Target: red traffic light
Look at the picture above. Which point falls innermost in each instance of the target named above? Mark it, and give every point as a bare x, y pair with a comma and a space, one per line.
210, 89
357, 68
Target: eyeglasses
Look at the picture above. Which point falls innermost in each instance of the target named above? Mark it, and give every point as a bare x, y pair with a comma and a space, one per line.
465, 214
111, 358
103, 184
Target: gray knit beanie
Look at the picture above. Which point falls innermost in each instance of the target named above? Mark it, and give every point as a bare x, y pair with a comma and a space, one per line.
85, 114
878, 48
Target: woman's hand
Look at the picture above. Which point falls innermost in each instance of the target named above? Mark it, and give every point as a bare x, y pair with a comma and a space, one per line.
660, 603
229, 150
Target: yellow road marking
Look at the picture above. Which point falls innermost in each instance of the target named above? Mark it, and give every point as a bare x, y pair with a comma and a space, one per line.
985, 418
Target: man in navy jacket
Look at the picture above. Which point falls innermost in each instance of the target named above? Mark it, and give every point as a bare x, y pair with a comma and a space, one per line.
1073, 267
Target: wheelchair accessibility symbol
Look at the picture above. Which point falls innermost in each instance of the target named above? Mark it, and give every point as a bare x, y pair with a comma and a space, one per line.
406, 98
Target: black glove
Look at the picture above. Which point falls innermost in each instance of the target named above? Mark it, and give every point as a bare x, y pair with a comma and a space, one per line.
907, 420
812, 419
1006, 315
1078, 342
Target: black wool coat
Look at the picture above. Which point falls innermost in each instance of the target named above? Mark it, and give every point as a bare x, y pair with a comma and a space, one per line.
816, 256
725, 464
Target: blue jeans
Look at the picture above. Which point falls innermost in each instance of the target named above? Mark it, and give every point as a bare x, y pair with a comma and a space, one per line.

--- DIRECTIONS FOR THIS TASK ---
Starting with the line that contains "Target: black glove", print each line through the last one in the listing. Include both end lines and add nothing.

--- WRITTEN SOLUTION ---
Target: black glove
Look at the picture above. Which point falls innermost in each instance of the target named above? Mark it, and give every point as a bare x, y pair with a comma and a space, one per line.
907, 420
812, 419
1006, 315
1078, 342
Target: black wool coat
Look at the picture above. Which point falls innermost in each instance of the target named above? Mark it, and give every point as a bare x, y pair with a comma and a space, one per line.
816, 256
725, 464
Target: blue jeans
Look at the picture above. Which point falls innermost in each instance of the target named above? Mark it, and give every point as a bare x, y pair with a comma and a space, one per line.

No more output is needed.